> [Lines of data]
** START **
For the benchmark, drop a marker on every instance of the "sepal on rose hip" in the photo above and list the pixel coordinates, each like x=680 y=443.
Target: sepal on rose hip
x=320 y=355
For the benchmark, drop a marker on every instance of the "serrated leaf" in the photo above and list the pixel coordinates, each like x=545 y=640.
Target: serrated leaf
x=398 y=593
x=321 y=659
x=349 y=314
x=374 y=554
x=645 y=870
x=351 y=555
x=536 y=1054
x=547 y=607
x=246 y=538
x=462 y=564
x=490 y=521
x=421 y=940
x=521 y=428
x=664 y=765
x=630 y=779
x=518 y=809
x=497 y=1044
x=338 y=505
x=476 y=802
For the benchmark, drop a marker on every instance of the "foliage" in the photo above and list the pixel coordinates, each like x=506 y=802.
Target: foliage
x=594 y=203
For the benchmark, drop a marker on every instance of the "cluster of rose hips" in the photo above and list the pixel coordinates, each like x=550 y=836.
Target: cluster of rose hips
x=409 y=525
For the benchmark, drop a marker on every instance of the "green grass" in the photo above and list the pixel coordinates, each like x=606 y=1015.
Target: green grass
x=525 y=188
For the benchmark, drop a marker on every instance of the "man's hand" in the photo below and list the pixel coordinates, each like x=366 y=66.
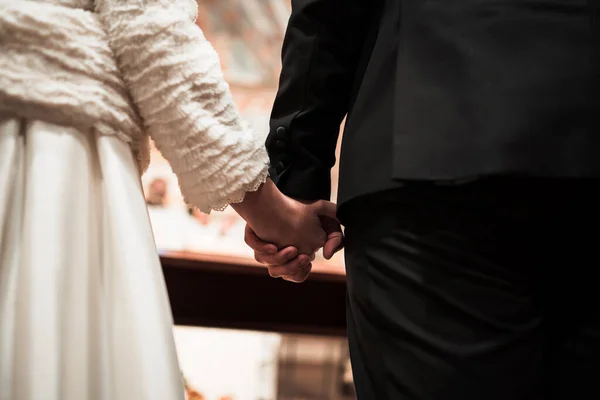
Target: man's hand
x=287 y=263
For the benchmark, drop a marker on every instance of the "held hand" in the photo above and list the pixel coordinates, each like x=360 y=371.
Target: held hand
x=286 y=263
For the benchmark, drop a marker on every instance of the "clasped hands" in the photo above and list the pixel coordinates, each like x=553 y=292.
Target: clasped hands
x=285 y=233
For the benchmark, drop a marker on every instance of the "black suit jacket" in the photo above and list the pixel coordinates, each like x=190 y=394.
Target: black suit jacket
x=435 y=90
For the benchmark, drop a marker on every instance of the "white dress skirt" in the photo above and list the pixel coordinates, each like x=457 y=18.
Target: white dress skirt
x=84 y=312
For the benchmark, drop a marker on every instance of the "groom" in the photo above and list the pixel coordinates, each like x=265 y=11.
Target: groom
x=468 y=185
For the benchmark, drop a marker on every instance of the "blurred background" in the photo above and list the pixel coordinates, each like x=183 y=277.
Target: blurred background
x=240 y=334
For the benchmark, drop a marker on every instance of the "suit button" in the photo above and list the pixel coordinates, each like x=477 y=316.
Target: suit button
x=280 y=133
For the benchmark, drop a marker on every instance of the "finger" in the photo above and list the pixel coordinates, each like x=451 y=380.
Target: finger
x=335 y=242
x=281 y=257
x=256 y=243
x=291 y=268
x=326 y=209
x=300 y=276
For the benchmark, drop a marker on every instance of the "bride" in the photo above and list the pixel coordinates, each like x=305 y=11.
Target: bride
x=84 y=84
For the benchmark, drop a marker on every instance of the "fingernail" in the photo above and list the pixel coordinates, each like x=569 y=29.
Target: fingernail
x=271 y=250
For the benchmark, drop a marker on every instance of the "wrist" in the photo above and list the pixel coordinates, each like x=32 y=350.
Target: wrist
x=264 y=206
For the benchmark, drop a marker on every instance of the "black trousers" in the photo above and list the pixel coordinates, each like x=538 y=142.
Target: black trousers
x=483 y=291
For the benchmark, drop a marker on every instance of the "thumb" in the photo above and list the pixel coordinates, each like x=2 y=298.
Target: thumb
x=335 y=242
x=335 y=238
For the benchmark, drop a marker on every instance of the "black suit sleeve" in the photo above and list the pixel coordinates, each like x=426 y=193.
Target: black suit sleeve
x=320 y=54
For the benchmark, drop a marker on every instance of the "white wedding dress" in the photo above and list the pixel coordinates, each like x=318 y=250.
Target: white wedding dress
x=84 y=314
x=83 y=306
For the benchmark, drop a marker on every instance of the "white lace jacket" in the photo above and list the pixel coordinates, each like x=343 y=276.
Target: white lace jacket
x=132 y=68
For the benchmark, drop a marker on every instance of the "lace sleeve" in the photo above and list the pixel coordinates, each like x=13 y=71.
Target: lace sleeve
x=176 y=82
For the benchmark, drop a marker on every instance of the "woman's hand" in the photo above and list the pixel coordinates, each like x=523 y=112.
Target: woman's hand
x=277 y=219
x=297 y=229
** END **
> [Given exercise]
Copy the material above line for line, without any changes, and leave out the pictures.

> [Exercise output]
For the benchmark, drop a marker on every instance of the "sepal on rose hip" in the photo above and list the pixel coordinates, each like x=680 y=443.
Target: sepal on rose hip
x=320 y=355
For the benchmark, drop a marker on every instance of the "serrated leaf" in the photo above and list the pixel coordinates, each like x=545 y=640.
Target: serrated leaf
x=398 y=593
x=321 y=659
x=349 y=314
x=374 y=554
x=645 y=870
x=351 y=555
x=536 y=1054
x=547 y=607
x=246 y=538
x=462 y=564
x=490 y=521
x=421 y=940
x=521 y=428
x=664 y=765
x=630 y=779
x=518 y=809
x=497 y=1044
x=338 y=505
x=476 y=802
For the benchmark, drop a marker on every instance of the "foliage" in the photo above and list the pixel coordinates, each like x=506 y=802.
Target: foliage
x=594 y=203
For the benchmark, drop a marker on every instance of the "cluster of rose hips" in the photo above and list the pixel coordinates, each like x=550 y=836.
Target: cluster of rose hips
x=409 y=525
For the benchmark, drop a marker on every instance of the "green grass" in the photo above and list the pixel coordinates, each like x=606 y=1015.
Target: green grass
x=525 y=188
For the benchmark, drop a marker on every instance of the "man's hand" in the photo below and list the pixel coordinates, each like x=366 y=66.
Target: man's hand
x=287 y=263
For the benchmark, drop a marker on every instance of the "held hand" in the photo above and list the pixel coordinates, each like x=360 y=371.
Target: held hand
x=286 y=263
For the benchmark, drop a marker on every instance of the "clasped hands" in the photo above and list the pixel coordinates, each like x=553 y=292.
Target: clasped hands
x=285 y=233
For the benchmark, drop a marker on every instance of the "black suit jacket" in the photo above and list the pixel coordinates, each like x=190 y=394.
Target: black suit jacket
x=435 y=90
For the benchmark, drop a marker on every instance of the "white dress skirt" in the photo above and list the pixel coordinates, each like x=457 y=18.
Target: white dress skirt
x=84 y=312
For the benchmark, drop a marker on every instance of the "groom" in the photo above and list the pixel coordinates, each like x=265 y=11.
Target: groom
x=468 y=185
For the benchmark, drop a marker on every instance of the "blurred background" in the photo above and list the pixel coordinates, each like x=183 y=277.
Target: blurred background
x=240 y=334
For the benchmark, drop a marker on every instance of the "suit button" in the photo above and list the pixel coordinates, each like x=477 y=316.
Target: suit button
x=280 y=133
For the benchmark, drop a marker on every instance of the "finger" in the photo above and list the pixel coordinates, each like x=451 y=380.
Target: finger
x=335 y=242
x=281 y=257
x=256 y=243
x=291 y=268
x=326 y=209
x=300 y=276
For the benchmark, drop a marker on every instance of the "bride" in the photo above and list the pixel coordinates, each like x=305 y=11.
Target: bride
x=84 y=84
For the benchmark, drop a marker on every instance of the "fingernail" in the photo above and list the pixel coordinates, each like x=569 y=29.
Target: fingernail
x=271 y=250
For the benchmark, drop a marker on every instance of the "wrist" in the photo above and list the pixel coordinates, each like x=32 y=350.
Target: wrist
x=264 y=206
For the benchmark, drop a marker on every instance of the "black trousers" in the photo above and list the pixel coordinates, each like x=538 y=142.
Target: black trousers
x=483 y=291
For the benchmark, drop a marker on every instance of the "thumb" in the photo above and list the pixel coordinates, each like x=2 y=298.
Target: thumb
x=335 y=242
x=335 y=238
For the benchmark, drop a marker on every instance of the "black suit sleeve" in the photo above and list the pixel coordinates, each like x=426 y=193.
Target: black suit sleeve
x=320 y=54
For the benchmark, drop a marker on every instance of the "white wedding dress" in the photo above and list the pixel coordinates, each like x=318 y=250.
Target: white wedding dress
x=84 y=314
x=83 y=306
For the benchmark, drop a marker on every instance of the "white lace jacket" in the photo above and list the pixel coordinates, each like x=343 y=276.
Target: white lace jacket
x=132 y=68
For the benchmark, drop a marker on every instance of the "lace sleeve" in the photo above and list the pixel coordinates, each like x=13 y=71.
Target: lace sleeve
x=176 y=82
For the benchmark, drop a marker on every instance of the "woman's hand" in the photo above and list the pixel coordinates, each like x=523 y=112.
Target: woman's hand
x=277 y=219
x=297 y=229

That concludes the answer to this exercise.